- [PAGE EXCERPT]
Tab (alternately referred to as MONSTER MAGNET 25............TAB, Tab 25, or 25 Tab) is the second EP by American rock band Monster Magnet, released in 1991. Initially released only in Europe, it was recorded before the band's 1991 debut full-length album Spine of God and  was not released in North America until after the group's 1993 album Superjudge became a minor hit. The EP is generally viewed as Monster Magnet's most psychedelic release, with the first two tracks alone totaling 45 minutes.

Track listing
"Tab..." (Wyndorf/McBain/Cronin) – 32:14
"25 / Longhair" (Wyndorf/McBain) – 12:28
"Lord 13" (Wyndorf) – 4:09
Some Caroline Records versions
"Untitled (Murder)" – 3:38
"Untitled (Tractor)" – 3:25
 2006 reissue
"Spine of God (Live)" - 7:25

Some Caroline Records versions include the songs "Murder" and "Tractor", taken from the band's self-titled debut EP, as hidden bonus tracks.  A March 2006 reissue added a live version of "Spine of God", the studio version of which appeared originally on Spine of God.

- [INFORMATION SUPPLIED]
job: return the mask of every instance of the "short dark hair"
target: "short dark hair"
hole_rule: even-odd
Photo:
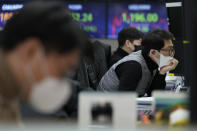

- [TASK TO CARRY OUT]
Answer these from the page on the Tab EP:
(a) In what year was the EP released?
(b) Which track in the listing is credited to Wyndorf alone?
(c) What did the March 2006 reissue add?

- [ANSWER FOR THE TASK]
(a) 1991
(b) "Lord 13"
(c) A live version of "Spine of God"